*** Opening of PASSAGE TO READ ***

Your baseline mental health matters too. People who already have lower serotonin activity, including those with depression or anxiety disorders, often report more severe and prolonged comedowns.
Cognitive Effects and How Long They Last
Beyond mood, molly comedowns can affect your thinking. The most consistently reported issues are problems with memory, difficulty concentrating, and slower mental processing. These effects are tied to the same serotonin disruption that causes the emotional symptoms.
For occasional users, mental sharpness typically returns within a week or two. Research tracking new MDMA users over a two-year period found that continuing users showed impairments in visual and verbal memory that correlated with how much they had taken. Notably, even people who had stopped using showed some dose-related memory deficits, suggesting that heavier cumulative use leaves a longer cognitive footprint. The good news from that same research: no further deterioration was observed in the second year of follow-up, meaning the damage didn’t appear to keep worsening on its own.

*** Close of PASSAGE TO READ ***

TASK STATEMENT » Translate this sentence from the passage on molly comedowns into Spanish: "For occasional users, mental sharpness typically returns within a week or two."

*** Opening of DATA SECTION ***

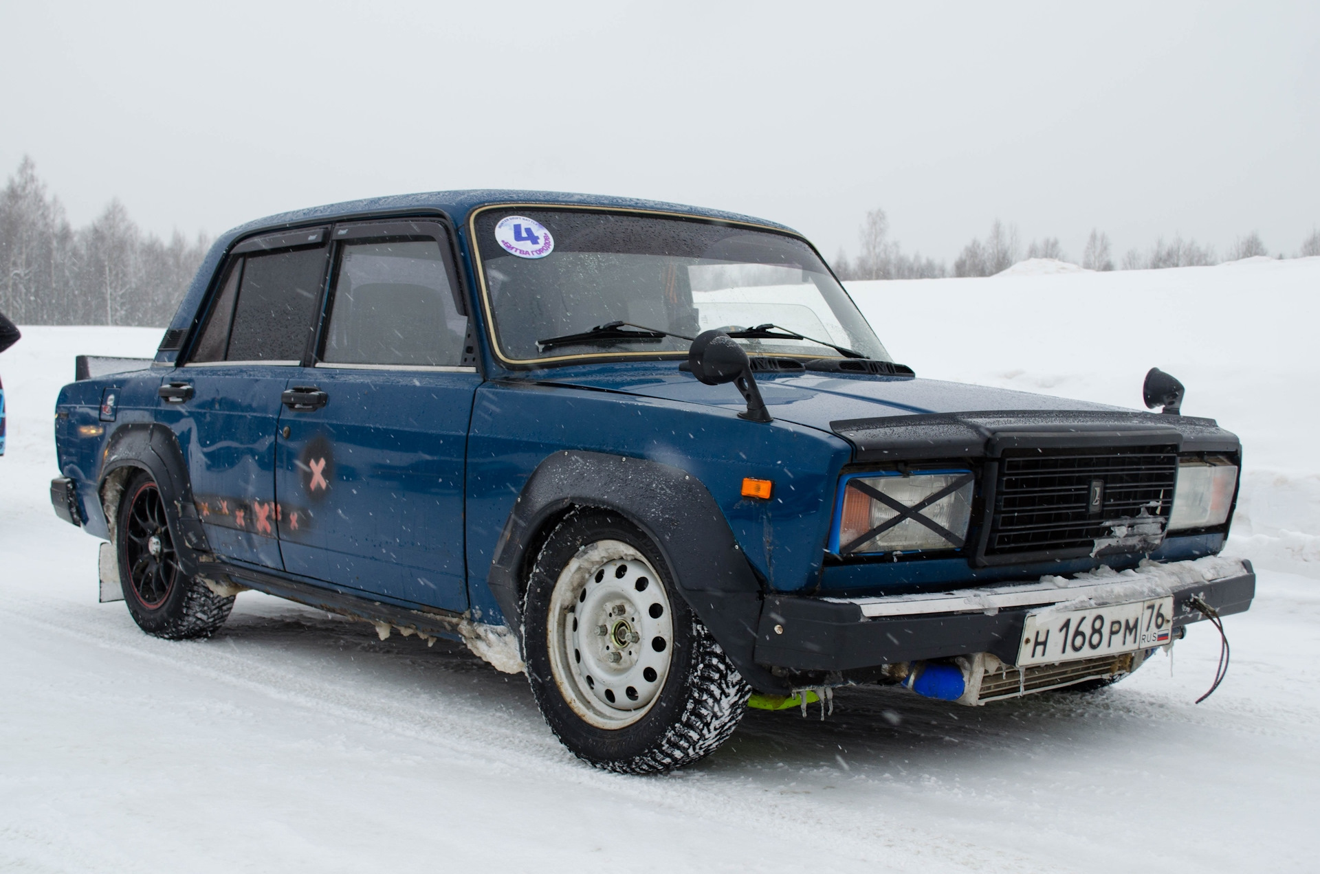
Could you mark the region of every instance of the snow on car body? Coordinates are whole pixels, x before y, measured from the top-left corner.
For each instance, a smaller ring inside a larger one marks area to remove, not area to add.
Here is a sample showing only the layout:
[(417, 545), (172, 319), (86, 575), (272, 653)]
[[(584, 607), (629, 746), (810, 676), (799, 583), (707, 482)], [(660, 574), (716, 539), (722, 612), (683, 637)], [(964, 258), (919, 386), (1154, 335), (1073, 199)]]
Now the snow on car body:
[(1213, 557), (1233, 434), (919, 379), (747, 217), (527, 191), (279, 215), (222, 236), (127, 367), (79, 359), (51, 500), (144, 630), (210, 634), (251, 588), (462, 638), (612, 770), (701, 758), (748, 696), (1109, 683), (1193, 601), (1254, 594)]

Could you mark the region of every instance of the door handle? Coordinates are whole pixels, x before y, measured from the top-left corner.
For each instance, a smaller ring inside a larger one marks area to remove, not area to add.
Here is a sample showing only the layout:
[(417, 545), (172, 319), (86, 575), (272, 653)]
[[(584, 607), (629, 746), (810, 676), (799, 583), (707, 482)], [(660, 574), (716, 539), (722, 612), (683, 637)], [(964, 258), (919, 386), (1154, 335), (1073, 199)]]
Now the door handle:
[(315, 386), (294, 386), (285, 388), (280, 400), (289, 409), (319, 409), (326, 405), (330, 396)]
[(191, 383), (165, 383), (156, 393), (161, 396), (166, 404), (182, 404), (185, 400), (193, 396)]

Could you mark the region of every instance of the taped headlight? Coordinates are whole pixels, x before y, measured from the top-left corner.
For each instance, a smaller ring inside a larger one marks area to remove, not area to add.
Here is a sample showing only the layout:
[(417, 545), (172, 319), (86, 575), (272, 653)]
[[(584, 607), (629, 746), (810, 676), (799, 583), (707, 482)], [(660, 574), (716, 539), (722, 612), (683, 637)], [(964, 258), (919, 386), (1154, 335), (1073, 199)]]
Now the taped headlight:
[(853, 474), (841, 485), (836, 555), (961, 549), (966, 540), (975, 490), (969, 470)]
[(1222, 525), (1233, 506), (1237, 465), (1225, 458), (1184, 458), (1177, 465), (1170, 531)]

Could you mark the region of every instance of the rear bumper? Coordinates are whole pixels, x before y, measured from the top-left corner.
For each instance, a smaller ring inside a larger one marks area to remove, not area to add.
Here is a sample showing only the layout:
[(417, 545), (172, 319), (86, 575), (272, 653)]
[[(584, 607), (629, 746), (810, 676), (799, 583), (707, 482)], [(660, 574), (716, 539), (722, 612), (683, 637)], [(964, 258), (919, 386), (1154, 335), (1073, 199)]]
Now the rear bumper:
[(768, 597), (755, 659), (771, 668), (851, 671), (987, 652), (1011, 665), (1016, 663), (1023, 622), (1034, 607), (1076, 599), (1119, 603), (1171, 594), (1177, 628), (1205, 619), (1191, 606), (1193, 595), (1220, 615), (1243, 613), (1255, 597), (1251, 564), (1238, 558), (1147, 562), (1137, 572), (1078, 577), (923, 595)]

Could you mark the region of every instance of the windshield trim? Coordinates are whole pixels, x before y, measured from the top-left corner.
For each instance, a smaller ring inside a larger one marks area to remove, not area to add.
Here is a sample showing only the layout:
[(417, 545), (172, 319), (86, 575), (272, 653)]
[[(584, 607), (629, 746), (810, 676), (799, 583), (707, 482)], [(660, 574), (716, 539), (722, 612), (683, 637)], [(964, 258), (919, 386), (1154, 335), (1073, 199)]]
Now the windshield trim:
[[(479, 293), (480, 304), (482, 304), (482, 321), (486, 322), (486, 327), (484, 327), (484, 330), (486, 330), (486, 338), (490, 341), (491, 354), (495, 356), (495, 359), (500, 364), (504, 364), (506, 367), (513, 367), (513, 368), (521, 370), (521, 368), (527, 368), (527, 367), (543, 367), (545, 364), (558, 364), (558, 363), (564, 363), (564, 362), (582, 362), (582, 360), (595, 362), (595, 360), (620, 360), (620, 359), (623, 359), (623, 360), (630, 360), (630, 359), (632, 359), (632, 360), (636, 360), (636, 359), (668, 360), (668, 359), (684, 359), (684, 358), (688, 356), (688, 350), (677, 350), (677, 349), (676, 350), (655, 350), (655, 349), (649, 349), (649, 350), (642, 350), (642, 351), (614, 351), (614, 353), (607, 353), (607, 351), (601, 351), (601, 353), (577, 353), (577, 354), (570, 354), (570, 355), (546, 355), (545, 358), (510, 358), (508, 355), (506, 355), (504, 351), (499, 346), (499, 337), (498, 337), (498, 333), (495, 330), (495, 317), (494, 317), (494, 313), (492, 313), (492, 309), (491, 309), (490, 289), (486, 286), (486, 263), (484, 263), (484, 259), (482, 257), (480, 243), (477, 239), (477, 217), (480, 215), (482, 213), (487, 213), (490, 210), (516, 210), (516, 209), (529, 209), (529, 210), (531, 209), (535, 209), (535, 210), (546, 210), (546, 209), (549, 209), (549, 210), (574, 210), (577, 213), (611, 213), (611, 214), (615, 214), (615, 215), (660, 215), (660, 217), (664, 217), (664, 218), (676, 218), (676, 219), (684, 219), (684, 220), (689, 220), (689, 222), (701, 222), (702, 224), (715, 224), (715, 226), (723, 226), (723, 227), (746, 227), (746, 228), (751, 228), (754, 231), (764, 231), (767, 234), (777, 234), (780, 236), (788, 236), (788, 238), (792, 238), (795, 240), (800, 240), (800, 242), (803, 242), (803, 243), (807, 244), (807, 247), (816, 255), (816, 257), (820, 259), (820, 261), (825, 267), (825, 269), (829, 271), (829, 275), (834, 279), (834, 281), (838, 283), (840, 288), (843, 289), (843, 294), (847, 296), (847, 298), (853, 304), (853, 306), (854, 308), (857, 306), (857, 302), (853, 301), (853, 296), (847, 294), (847, 289), (843, 288), (843, 283), (840, 283), (838, 276), (834, 276), (834, 269), (829, 265), (829, 261), (826, 261), (824, 257), (821, 257), (820, 251), (814, 246), (812, 246), (810, 240), (808, 240), (801, 234), (797, 234), (796, 231), (787, 231), (787, 230), (784, 230), (781, 227), (775, 227), (772, 224), (760, 224), (760, 223), (756, 223), (756, 222), (738, 222), (738, 220), (733, 220), (733, 219), (713, 219), (713, 218), (710, 218), (708, 215), (694, 215), (692, 213), (676, 213), (676, 211), (671, 211), (671, 210), (647, 210), (647, 209), (632, 209), (632, 207), (591, 206), (591, 205), (583, 205), (583, 203), (552, 203), (552, 202), (544, 202), (544, 201), (543, 202), (536, 202), (536, 203), (525, 203), (525, 202), (487, 203), (484, 206), (477, 207), (475, 210), (473, 210), (471, 213), (467, 214), (467, 239), (469, 239), (469, 243), (471, 244), (471, 248), (473, 248), (473, 267), (475, 268), (477, 288), (478, 288), (478, 293)], [(861, 314), (861, 309), (858, 309), (858, 313)], [(865, 319), (866, 317), (862, 316), (862, 318)], [(836, 358), (836, 355), (820, 355), (820, 354), (812, 354), (812, 353), (775, 353), (775, 356), (776, 358), (801, 358), (804, 360), (810, 360), (810, 359), (814, 359), (814, 358)]]

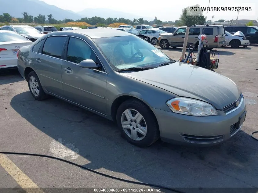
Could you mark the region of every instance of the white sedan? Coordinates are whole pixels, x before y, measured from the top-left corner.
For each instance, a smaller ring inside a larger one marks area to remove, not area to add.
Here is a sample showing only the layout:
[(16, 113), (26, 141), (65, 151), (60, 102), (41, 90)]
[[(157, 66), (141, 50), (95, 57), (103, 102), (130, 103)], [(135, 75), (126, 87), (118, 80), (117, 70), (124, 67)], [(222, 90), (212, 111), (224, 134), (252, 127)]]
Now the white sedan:
[(139, 33), (145, 36), (149, 37), (151, 39), (151, 43), (154, 45), (156, 44), (160, 34), (164, 33), (167, 33), (165, 31), (156, 28), (143, 30), (140, 31)]
[(19, 34), (0, 30), (0, 69), (17, 66), (19, 49), (32, 43), (32, 41)]
[(230, 45), (233, 48), (238, 48), (240, 46), (246, 48), (250, 44), (250, 42), (247, 40), (244, 34), (238, 31), (233, 35), (228, 31), (225, 31), (225, 40), (226, 43), (224, 45)]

*** Close of DATA SECTION ***

SOLUTION TO THE PROBLEM » Para los consumidores ocasionales, la agudeza mental suele recuperarse en una o dos semanas.